» **TASK GOAL**
Pick out every line in the records below that contains the word "rough", and copy each of those lines in full.

» **INFORMATION PROVIDED**

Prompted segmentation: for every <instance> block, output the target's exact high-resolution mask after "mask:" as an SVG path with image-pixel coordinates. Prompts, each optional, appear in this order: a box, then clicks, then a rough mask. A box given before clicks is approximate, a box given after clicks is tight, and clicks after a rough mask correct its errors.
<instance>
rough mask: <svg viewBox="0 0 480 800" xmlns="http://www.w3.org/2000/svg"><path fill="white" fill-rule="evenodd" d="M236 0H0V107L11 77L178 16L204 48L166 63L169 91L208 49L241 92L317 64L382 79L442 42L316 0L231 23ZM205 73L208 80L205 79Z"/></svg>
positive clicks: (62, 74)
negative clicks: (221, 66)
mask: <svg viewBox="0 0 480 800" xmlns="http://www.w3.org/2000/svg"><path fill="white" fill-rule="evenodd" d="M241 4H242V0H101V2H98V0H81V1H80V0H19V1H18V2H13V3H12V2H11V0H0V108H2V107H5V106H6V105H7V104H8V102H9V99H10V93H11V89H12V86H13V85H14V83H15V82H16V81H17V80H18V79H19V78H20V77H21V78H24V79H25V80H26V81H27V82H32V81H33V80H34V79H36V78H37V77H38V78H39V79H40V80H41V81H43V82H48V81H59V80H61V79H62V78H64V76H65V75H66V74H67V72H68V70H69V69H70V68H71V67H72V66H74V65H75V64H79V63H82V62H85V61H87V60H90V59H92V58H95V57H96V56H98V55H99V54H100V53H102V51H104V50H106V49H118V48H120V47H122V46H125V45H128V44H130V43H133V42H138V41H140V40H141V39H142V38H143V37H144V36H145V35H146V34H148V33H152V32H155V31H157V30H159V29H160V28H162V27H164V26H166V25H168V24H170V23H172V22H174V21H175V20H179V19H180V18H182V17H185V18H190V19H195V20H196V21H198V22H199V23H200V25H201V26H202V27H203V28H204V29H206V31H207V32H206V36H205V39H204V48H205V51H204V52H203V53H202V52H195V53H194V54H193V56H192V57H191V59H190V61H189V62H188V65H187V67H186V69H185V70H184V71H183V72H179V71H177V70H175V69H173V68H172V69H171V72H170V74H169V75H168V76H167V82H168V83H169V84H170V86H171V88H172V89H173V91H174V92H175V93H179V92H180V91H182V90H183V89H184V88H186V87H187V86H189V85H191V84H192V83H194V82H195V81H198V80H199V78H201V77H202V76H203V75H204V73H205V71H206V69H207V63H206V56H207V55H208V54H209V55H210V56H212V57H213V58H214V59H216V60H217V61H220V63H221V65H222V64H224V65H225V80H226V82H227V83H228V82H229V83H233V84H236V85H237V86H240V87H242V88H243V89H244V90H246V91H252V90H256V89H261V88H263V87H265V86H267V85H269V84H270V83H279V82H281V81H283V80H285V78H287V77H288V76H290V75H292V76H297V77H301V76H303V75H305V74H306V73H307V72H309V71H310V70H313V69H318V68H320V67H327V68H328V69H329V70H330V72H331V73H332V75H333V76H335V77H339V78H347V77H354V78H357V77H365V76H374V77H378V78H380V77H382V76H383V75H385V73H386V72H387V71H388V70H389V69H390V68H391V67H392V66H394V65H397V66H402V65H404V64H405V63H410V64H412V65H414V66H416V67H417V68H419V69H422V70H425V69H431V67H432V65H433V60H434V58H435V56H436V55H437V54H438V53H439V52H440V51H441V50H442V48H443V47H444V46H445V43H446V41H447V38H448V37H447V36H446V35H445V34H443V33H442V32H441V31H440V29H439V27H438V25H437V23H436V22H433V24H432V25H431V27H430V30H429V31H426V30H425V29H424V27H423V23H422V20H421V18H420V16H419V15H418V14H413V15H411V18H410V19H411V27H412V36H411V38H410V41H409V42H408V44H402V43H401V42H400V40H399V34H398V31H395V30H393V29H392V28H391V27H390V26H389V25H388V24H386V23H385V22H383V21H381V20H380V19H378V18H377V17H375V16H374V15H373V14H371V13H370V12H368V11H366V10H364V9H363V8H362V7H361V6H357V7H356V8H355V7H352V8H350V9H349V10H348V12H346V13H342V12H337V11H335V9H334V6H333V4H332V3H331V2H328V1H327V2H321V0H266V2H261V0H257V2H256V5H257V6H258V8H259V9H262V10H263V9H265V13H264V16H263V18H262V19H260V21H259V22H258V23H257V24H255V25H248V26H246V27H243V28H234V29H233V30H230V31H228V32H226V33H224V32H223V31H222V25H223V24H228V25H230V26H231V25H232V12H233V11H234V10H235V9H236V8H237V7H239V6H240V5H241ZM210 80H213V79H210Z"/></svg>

» **FINISHED TASK**
Prompted segmentation: for every <instance> block, output the target's exact high-resolution mask after "mask:" as an SVG path with image-pixel coordinates. Prompts, each optional, appear in this order: a box, then clicks, then a rough mask. A box given before clicks is approximate, a box given after clicks is tight, and clicks after a rough mask correct its errors.
rough mask: <svg viewBox="0 0 480 800" xmlns="http://www.w3.org/2000/svg"><path fill="white" fill-rule="evenodd" d="M236 0H0V107L11 77L178 16L204 48L166 63L169 91L208 49L241 92L317 64L382 79L442 42L316 0L231 23ZM205 73L208 80L205 79Z"/></svg>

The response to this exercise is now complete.